━━━ Data to use

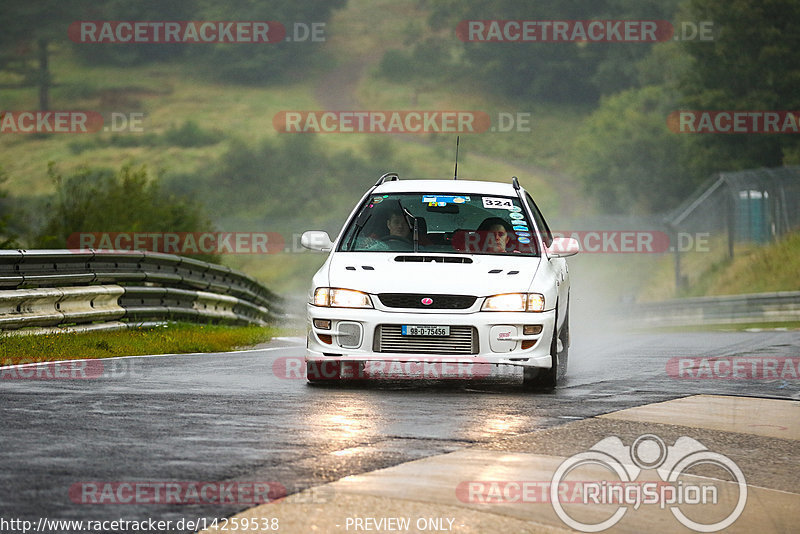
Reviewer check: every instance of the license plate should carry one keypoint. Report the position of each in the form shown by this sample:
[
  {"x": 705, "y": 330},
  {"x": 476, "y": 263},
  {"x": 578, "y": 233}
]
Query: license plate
[{"x": 419, "y": 330}]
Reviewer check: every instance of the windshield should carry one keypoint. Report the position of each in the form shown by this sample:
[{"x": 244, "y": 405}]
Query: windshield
[{"x": 435, "y": 222}]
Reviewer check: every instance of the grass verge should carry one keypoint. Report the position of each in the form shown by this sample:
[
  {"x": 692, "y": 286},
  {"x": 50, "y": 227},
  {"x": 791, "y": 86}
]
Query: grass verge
[{"x": 172, "y": 338}]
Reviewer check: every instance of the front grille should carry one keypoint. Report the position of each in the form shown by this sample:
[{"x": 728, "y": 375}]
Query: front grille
[
  {"x": 414, "y": 300},
  {"x": 462, "y": 340}
]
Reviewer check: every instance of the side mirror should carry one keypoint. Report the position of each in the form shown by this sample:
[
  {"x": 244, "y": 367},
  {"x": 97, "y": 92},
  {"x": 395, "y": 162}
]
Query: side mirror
[
  {"x": 563, "y": 247},
  {"x": 316, "y": 240}
]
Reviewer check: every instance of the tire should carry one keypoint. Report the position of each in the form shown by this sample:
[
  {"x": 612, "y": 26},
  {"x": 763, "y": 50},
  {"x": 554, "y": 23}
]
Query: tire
[{"x": 537, "y": 378}]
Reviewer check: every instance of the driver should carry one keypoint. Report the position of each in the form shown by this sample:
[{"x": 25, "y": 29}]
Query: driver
[{"x": 398, "y": 226}]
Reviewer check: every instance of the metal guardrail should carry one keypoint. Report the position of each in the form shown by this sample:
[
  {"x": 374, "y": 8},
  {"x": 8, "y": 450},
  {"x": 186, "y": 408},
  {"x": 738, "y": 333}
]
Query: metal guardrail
[
  {"x": 46, "y": 288},
  {"x": 750, "y": 308}
]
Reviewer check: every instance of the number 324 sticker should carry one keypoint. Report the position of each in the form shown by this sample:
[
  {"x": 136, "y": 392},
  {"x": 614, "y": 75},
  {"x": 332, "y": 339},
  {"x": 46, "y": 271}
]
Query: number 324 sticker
[{"x": 498, "y": 203}]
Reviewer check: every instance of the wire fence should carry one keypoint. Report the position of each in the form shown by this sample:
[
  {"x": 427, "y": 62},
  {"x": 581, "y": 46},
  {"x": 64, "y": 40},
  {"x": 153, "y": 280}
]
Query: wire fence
[{"x": 732, "y": 211}]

━━━━━━

● **Exercise requirements**
Copy out every one of the lines above word for word, leaving out the pictures.

● **Finished task**
Reviewer check: every instance of the license plate should carry one keypoint. Report the position of each in the form shown by this sample:
[
  {"x": 705, "y": 330},
  {"x": 476, "y": 263},
  {"x": 578, "y": 233}
]
Query: license plate
[{"x": 419, "y": 330}]
Reviewer check: every instance of the windshield should carry one keypoint. Report the position of each in the form shown by this sample:
[{"x": 244, "y": 405}]
Query: windshield
[{"x": 435, "y": 222}]
Reviewer check: every instance of the grass verge should carry one keypoint. Report the position of each in the form shown by this sample:
[
  {"x": 692, "y": 286},
  {"x": 50, "y": 227},
  {"x": 791, "y": 86}
]
Query: grass verge
[{"x": 172, "y": 338}]
Reviewer check: every instance of the front grille should carry one keypoint. Report the position of each in the form shown by this sample:
[{"x": 728, "y": 375}]
Query: front grille
[
  {"x": 414, "y": 300},
  {"x": 462, "y": 340}
]
Reviewer check: every instance of the side mirror should carry one keypoint. Report the position of each in the form shown by this sample:
[
  {"x": 244, "y": 367},
  {"x": 97, "y": 92},
  {"x": 395, "y": 162}
]
Query: side mirror
[
  {"x": 563, "y": 247},
  {"x": 316, "y": 240}
]
Reviewer check: every instance of the tire should carry one keypoint. Report the position of each in the form shown by this sample:
[
  {"x": 612, "y": 26},
  {"x": 763, "y": 50},
  {"x": 554, "y": 23}
]
Query: tire
[{"x": 537, "y": 378}]
Reviewer check: every instance of the driver should carry one keypoint. Report the position of each in the form shown by this sample:
[{"x": 25, "y": 29}]
Query: driver
[{"x": 398, "y": 226}]
Reviewer check: every instance of the metal guardrail should carry one keypoint. Report the position of each in the form shown by this sample:
[
  {"x": 374, "y": 8},
  {"x": 8, "y": 450},
  {"x": 186, "y": 408},
  {"x": 738, "y": 333}
]
Query: metal guardrail
[
  {"x": 46, "y": 288},
  {"x": 750, "y": 308}
]
Reviewer check: every instance of the number 324 sticker should carry one keypoint. Report the position of each in the form shown by this sample:
[
  {"x": 136, "y": 392},
  {"x": 614, "y": 75},
  {"x": 332, "y": 339},
  {"x": 46, "y": 271}
]
Query: number 324 sticker
[{"x": 498, "y": 203}]
Reviewer check: every instance of the wire fence should carry one keypoint. Report the position of each in the form shown by this sample:
[
  {"x": 427, "y": 62},
  {"x": 581, "y": 46},
  {"x": 64, "y": 40},
  {"x": 153, "y": 280}
]
Query: wire fence
[{"x": 732, "y": 211}]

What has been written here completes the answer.